● GIVEN ENTRIES
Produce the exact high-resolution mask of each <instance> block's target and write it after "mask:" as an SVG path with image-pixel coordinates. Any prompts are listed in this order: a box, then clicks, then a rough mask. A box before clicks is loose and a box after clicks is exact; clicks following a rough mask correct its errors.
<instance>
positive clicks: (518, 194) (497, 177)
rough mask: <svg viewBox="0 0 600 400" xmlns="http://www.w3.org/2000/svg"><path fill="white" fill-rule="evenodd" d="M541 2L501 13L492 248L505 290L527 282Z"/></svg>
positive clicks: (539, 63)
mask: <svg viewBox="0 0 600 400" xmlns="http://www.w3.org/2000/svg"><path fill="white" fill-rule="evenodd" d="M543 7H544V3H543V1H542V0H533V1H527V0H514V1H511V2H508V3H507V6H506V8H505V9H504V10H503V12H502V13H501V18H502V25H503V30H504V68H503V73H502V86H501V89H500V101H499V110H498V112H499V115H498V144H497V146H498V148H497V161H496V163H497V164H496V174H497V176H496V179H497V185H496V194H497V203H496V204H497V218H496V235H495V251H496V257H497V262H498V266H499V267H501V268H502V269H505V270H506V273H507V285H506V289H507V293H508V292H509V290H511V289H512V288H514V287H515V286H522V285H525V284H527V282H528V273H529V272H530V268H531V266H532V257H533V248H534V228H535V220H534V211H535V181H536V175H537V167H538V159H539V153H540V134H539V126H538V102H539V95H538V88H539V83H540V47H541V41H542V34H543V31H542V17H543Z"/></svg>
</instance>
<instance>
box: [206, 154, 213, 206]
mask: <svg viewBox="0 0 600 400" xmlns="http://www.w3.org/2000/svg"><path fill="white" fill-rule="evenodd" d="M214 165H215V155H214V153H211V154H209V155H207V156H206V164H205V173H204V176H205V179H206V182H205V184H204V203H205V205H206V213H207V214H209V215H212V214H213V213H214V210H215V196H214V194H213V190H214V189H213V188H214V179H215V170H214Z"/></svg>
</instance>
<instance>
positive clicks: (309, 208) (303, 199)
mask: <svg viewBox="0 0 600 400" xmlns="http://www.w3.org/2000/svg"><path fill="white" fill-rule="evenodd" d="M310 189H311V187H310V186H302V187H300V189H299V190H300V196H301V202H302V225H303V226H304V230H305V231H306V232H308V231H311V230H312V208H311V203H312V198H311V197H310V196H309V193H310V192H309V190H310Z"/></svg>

● EXERCISE
Nothing in the material may change; reproduce it all.

● TASK RESULT
Produce the exact high-resolution mask of each <instance> block's target and write it after "mask:" as an SVG path with image-pixel coordinates. Any prompts are listed in this order: a box, then clicks, then a rough mask. A box before clicks is loose and a box after clicks is exact; clicks following a rough mask correct its errors.
<instance>
positive clicks: (518, 194) (497, 177)
rough mask: <svg viewBox="0 0 600 400" xmlns="http://www.w3.org/2000/svg"><path fill="white" fill-rule="evenodd" d="M541 2L501 13L492 248L505 290L527 282Z"/></svg>
positive clicks: (539, 63)
mask: <svg viewBox="0 0 600 400" xmlns="http://www.w3.org/2000/svg"><path fill="white" fill-rule="evenodd" d="M543 7H544V3H543V1H542V0H533V1H527V0H514V1H511V2H508V3H507V6H506V8H505V9H504V10H503V12H502V13H501V18H502V25H503V30H504V68H503V73H502V86H501V89H500V101H499V110H498V112H499V115H498V144H497V146H498V148H497V161H496V163H497V164H496V174H497V176H496V179H497V185H496V194H497V203H496V204H497V218H496V235H495V251H496V257H497V262H498V266H499V267H501V268H502V269H505V270H506V273H507V285H506V289H507V293H508V292H509V290H511V289H512V288H514V287H515V286H522V285H525V284H527V282H528V273H529V272H530V268H531V266H532V257H533V248H534V228H535V220H534V211H535V181H536V175H537V167H538V159H539V153H540V134H539V126H538V102H539V95H538V88H539V83H540V47H541V41H542V34H543V31H542V17H543Z"/></svg>
</instance>
<instance>
box: [206, 154, 213, 206]
mask: <svg viewBox="0 0 600 400" xmlns="http://www.w3.org/2000/svg"><path fill="white" fill-rule="evenodd" d="M214 165H215V155H214V153H211V154H209V155H207V156H206V164H205V173H204V176H205V179H206V182H205V184H204V203H205V205H206V213H207V214H209V215H212V214H213V213H214V210H215V196H214V194H213V190H214V189H213V188H214V179H215V170H214Z"/></svg>
</instance>
<instance>
positive clicks: (309, 208) (303, 199)
mask: <svg viewBox="0 0 600 400" xmlns="http://www.w3.org/2000/svg"><path fill="white" fill-rule="evenodd" d="M310 189H311V187H310V186H302V187H300V189H299V190H300V196H301V202H302V225H303V226H304V230H305V231H306V232H308V231H311V230H312V208H311V203H312V198H311V197H310V196H309V193H310V192H309V190H310Z"/></svg>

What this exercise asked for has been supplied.